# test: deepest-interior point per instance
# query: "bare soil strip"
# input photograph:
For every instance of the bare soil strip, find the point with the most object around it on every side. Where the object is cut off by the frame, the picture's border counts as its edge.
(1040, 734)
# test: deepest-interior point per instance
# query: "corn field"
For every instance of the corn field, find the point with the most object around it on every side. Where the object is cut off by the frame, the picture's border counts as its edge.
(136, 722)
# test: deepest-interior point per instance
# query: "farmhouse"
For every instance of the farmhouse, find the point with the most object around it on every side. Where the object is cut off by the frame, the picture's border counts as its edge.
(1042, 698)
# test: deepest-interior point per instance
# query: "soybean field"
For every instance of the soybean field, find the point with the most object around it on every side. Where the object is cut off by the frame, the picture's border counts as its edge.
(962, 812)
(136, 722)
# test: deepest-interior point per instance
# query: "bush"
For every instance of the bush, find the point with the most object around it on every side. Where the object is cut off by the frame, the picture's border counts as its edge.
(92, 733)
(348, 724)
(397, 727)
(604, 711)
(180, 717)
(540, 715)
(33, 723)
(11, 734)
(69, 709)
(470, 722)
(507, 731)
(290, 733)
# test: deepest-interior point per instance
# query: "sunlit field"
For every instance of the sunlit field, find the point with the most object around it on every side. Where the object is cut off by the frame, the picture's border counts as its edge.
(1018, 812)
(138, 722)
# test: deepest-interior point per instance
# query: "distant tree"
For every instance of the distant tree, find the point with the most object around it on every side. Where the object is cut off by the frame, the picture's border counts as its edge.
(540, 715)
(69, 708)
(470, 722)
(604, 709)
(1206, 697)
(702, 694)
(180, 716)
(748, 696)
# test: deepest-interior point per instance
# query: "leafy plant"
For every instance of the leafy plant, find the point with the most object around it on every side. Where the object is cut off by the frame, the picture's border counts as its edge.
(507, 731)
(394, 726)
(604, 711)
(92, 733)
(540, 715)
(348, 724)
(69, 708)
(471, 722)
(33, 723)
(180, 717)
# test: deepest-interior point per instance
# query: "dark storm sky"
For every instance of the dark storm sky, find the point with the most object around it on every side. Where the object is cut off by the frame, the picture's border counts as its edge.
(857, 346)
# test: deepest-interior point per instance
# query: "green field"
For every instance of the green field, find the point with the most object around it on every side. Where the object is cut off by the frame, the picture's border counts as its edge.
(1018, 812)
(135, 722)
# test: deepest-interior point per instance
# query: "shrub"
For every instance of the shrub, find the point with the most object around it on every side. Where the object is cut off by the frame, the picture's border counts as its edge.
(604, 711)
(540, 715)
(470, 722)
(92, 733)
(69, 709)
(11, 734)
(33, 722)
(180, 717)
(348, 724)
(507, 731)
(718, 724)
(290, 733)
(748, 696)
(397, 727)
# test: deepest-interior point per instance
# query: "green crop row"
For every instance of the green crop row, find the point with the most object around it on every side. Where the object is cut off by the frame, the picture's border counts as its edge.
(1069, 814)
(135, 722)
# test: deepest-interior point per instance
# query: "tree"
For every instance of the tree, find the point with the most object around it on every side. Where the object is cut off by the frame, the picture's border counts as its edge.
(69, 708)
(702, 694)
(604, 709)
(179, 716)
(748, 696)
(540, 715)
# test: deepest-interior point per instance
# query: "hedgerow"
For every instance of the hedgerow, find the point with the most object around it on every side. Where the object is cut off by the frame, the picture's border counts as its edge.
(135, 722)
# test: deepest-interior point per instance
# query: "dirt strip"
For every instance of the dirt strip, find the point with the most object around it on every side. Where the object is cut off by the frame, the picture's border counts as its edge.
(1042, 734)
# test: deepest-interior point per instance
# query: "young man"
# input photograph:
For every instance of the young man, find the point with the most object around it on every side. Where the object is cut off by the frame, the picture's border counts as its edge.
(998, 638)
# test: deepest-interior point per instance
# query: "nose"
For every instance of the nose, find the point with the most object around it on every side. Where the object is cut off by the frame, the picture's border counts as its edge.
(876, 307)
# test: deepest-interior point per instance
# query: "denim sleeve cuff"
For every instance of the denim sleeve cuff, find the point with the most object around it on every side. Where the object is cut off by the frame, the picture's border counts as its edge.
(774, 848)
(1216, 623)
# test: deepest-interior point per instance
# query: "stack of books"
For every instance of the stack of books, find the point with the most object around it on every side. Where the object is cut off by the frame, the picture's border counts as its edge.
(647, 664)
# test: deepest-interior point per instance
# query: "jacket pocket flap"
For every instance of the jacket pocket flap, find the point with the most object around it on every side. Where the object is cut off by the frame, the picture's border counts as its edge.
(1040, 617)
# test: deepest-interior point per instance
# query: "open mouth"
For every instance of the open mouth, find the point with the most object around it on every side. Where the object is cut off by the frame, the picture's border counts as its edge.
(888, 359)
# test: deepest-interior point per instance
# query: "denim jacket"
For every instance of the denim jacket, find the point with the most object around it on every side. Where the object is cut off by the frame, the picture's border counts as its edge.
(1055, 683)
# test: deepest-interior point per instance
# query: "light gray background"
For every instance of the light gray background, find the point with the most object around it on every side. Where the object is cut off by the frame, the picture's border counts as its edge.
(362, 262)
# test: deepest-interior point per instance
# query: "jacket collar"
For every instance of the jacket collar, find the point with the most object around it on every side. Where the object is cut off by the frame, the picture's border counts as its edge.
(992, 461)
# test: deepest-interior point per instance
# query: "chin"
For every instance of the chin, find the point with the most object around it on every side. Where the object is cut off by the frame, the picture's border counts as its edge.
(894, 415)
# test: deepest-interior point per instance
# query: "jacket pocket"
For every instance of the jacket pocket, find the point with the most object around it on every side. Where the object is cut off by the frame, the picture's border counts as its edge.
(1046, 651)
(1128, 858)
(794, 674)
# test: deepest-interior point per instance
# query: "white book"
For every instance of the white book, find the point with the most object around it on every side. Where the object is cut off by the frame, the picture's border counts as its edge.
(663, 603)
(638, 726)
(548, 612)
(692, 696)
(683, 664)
##########
Output all records exactly, with nothing added or dropped.

**Task response**
# test: deepest-interior point per instance
# query: "bare soil strip"
# input photograph:
For every instance of the bare soil strip, find the point with the most object around it on every side. Where the object is cut off by the frame, the picture's border counts as its edge.
(1040, 734)
# test: deepest-interior point per instance
# query: "corn field"
For every instance of the corn field, find the point with the most object around it on every side. Where the object is cut off by the frame, the picture's border counts as its edge.
(136, 722)
# test: deepest-interior point per instance
# query: "farmhouse"
For every instance of the farmhouse, find the point with the most object around it on every side. Where the object is cut off by the frame, the picture's border counts as its edge.
(1042, 698)
# test: deepest-interior point per instance
# query: "soybean field"
For every instance of the soybean field, find the point with the most object around it on every side. Where the object is cut off by the frame, the picture's border counts as its edge.
(962, 812)
(136, 722)
# test: deepest-interior point per instance
# query: "bush"
For every instance of the bush, find the point with the most object around it on every side. Where the object is cut off by the frame, the picture's border counts as its edge.
(92, 733)
(348, 724)
(397, 727)
(604, 711)
(180, 717)
(540, 715)
(33, 723)
(11, 734)
(69, 709)
(470, 722)
(507, 731)
(290, 733)
# test: deepest-interior point per instance
# query: "sunlit field"
For every instance of the sunlit field, find the point with the most object around it on every side. Where the object is cut off by the frame, the picture's border counts as its edge.
(1018, 812)
(138, 722)
# test: deepest-interior point per instance
# query: "distant tree"
For every instance of the distant tree, find the point with the most object around it on every side. Where the object is cut off by the frame, the picture's border counts as its edge.
(540, 715)
(69, 708)
(470, 722)
(604, 709)
(1206, 697)
(702, 694)
(180, 716)
(748, 696)
# test: deepest-interior point per instance
# query: "leafy plant"
For every instance of the leafy plant, find the point with the most object around it on every side. Where the object is cut off by the frame, the picture's border counts as its edge.
(507, 731)
(394, 726)
(604, 711)
(92, 733)
(540, 715)
(348, 724)
(69, 708)
(471, 722)
(33, 723)
(180, 717)
# test: deepest-interior point per instance
# query: "dark storm sky"
For every instance of the dark storm sky, find the point with the most object around it on every side. Where the object is cut off by the frame, the picture's border counts as its edge.
(857, 346)
# test: deepest-interior point per instance
# query: "green field"
For every instance of the green field, find the point with the most object around it on every side. Where the object is cut off by the frame, the picture's border counts as its edge.
(1018, 812)
(135, 722)
# test: deepest-interior point per instance
# query: "shrub"
For every instance of the shrub, find the point with the most object around it on every side. Where the object is cut off by the frame, the picture's border counts as its edge.
(604, 711)
(540, 715)
(470, 722)
(92, 733)
(69, 709)
(11, 734)
(33, 722)
(180, 717)
(348, 724)
(507, 731)
(718, 724)
(290, 733)
(748, 696)
(397, 727)
# test: deepest-interior point per instance
# query: "green crop row"
For every instance of the green crop row, find the point with the most object around it on every side. Where the object is cut off by the frame, the picture's border counts as its edge.
(1069, 814)
(135, 722)
# test: deepest-interior point per instance
# query: "tree"
For every instance of the tree, find the point with the most object around it on every side. Where the object is cut off by the frame, the picture's border counts as its edge.
(69, 708)
(702, 694)
(604, 709)
(179, 716)
(748, 696)
(540, 715)
# test: deepest-interior point per instance
# query: "hedgerow"
For every instance of the hedgerow, find the point with the most object around it on every side. Where the object is cut off by the frame, the picture's border counts as its edge.
(135, 722)
# test: deepest-interior point per instance
# query: "dirt strip"
For every instance of the dirt strip, find the point with the most object around it on every side. Where the object is cut off by the frame, the picture's border counts as its edge.
(1042, 734)
# test: deepest-interior point per instance
# query: "young man"
# input photograph:
For every instance of the young man, find the point with the most object around it on every side. Where the object is cut off by the frame, the picture's border counts as its edge.
(998, 638)
# test: deepest-interior point per instance
# query: "nose"
For every instance of the nose, find the point with the most object around it on every side. Where the object is cut off by the frame, the picture's border counts as its edge.
(876, 307)
# test: deepest-interior point per instance
# query: "denim sleeve cuff"
For every instance of the denim sleeve cuff, find the point with the most object around it on every side. Where the object is cut off by the frame, the picture's border counts as its edge.
(774, 848)
(1216, 623)
# test: deepest-interior point per instance
# query: "stack of books"
For every instance of the stack of books, find the point with the most object around it on every side. Where the object is cut off by the frame, the picture's border counts as its edge.
(647, 664)
# test: deepest-interior point per instance
# query: "jacket pocket flap"
For every instance of the jacket pocket flap, find the point with the most object around it on every side. Where the object is cut off by the frame, the picture's border counts as its edge.
(1040, 617)
# test: deepest-interior point per instance
# query: "open mouth"
For every instance of the open mouth, find the point with the most object around it on every side. Where the object is cut off by the frame, the picture's border counts as its edge.
(888, 359)
# test: deepest-interior point per instance
# query: "denim jacket"
For every instance of the denim jacket, find the point with the most object around it on every side. Where the object is cut off by the frame, the picture's border counts as its edge.
(1055, 683)
# test: deepest-interior point per instance
# query: "light gray background"
For every instance of the light gray background, find the point with the most object around it on every side. Where the object is cut off by the frame, the picture's border counts as its edge.
(362, 262)
# test: deepest-interior point per instance
# query: "jacket collar"
For every instance of the jacket collar, find the point with the most object around it on every side. Where the object is cut off by the frame, the picture's border counts as its edge.
(992, 461)
# test: deepest-interior point per instance
# query: "chin"
For every instance of the chin, find the point with the most object around it on every side. Where the object is cut off by the frame, the picture's border counts as its edge.
(894, 415)
# test: deepest-interior point per instance
# query: "jacket pocket"
For every instance of the jacket pocket, find the point with the most object around it on every side. Where the object is cut off by the frame, the picture's border counts as its edge.
(1046, 651)
(1128, 858)
(794, 674)
# test: deepest-interior point per instance
# query: "white book"
For every instance of the white book, find the point with the most object around it on every side. Where the object is cut off by the frame, the picture's border counts as its edge.
(663, 603)
(638, 726)
(548, 612)
(692, 696)
(683, 664)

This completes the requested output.